**Stated goal:**
Which lines in the items below contain the string "outline"? Copy out every such line, treating uppercase and lowercase as different.

**Stored dataset items:**
○ ○ ○ ○
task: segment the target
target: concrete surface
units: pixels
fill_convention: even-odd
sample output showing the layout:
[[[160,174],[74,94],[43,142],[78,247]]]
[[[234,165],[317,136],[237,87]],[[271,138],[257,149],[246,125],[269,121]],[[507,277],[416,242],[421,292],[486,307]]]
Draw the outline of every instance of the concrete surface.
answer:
○ ○ ○ ○
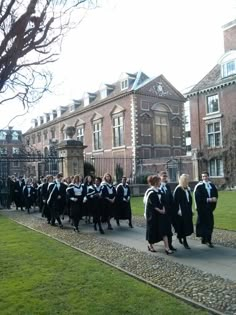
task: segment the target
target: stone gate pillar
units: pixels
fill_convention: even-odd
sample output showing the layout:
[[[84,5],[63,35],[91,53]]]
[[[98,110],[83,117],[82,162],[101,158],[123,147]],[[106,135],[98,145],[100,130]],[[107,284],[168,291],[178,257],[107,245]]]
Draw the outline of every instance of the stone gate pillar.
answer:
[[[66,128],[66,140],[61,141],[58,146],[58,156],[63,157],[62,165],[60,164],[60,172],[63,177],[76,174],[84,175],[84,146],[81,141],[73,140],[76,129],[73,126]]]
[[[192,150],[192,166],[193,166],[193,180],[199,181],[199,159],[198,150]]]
○ ○ ○ ○
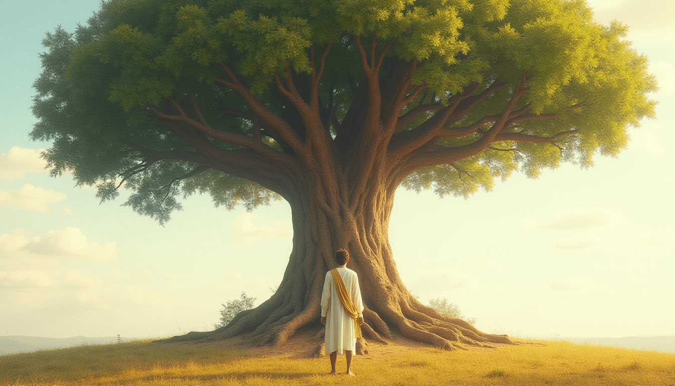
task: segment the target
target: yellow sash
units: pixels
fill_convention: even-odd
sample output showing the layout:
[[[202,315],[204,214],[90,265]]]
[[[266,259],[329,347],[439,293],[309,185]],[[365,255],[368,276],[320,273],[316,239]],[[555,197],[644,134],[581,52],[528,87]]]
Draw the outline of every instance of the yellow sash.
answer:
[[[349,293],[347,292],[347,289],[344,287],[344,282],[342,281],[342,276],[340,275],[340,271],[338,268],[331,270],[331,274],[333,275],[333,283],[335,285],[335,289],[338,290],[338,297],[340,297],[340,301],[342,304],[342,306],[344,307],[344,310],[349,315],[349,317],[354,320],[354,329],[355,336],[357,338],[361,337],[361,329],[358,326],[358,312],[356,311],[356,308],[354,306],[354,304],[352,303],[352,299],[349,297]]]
○ ○ ○ ○
**Result below:**
Draw the outline of every instance of the concrete surface.
Draw the outline of every instance of the stone gate pillar.
Draw the outline of every instance of the yellow sash.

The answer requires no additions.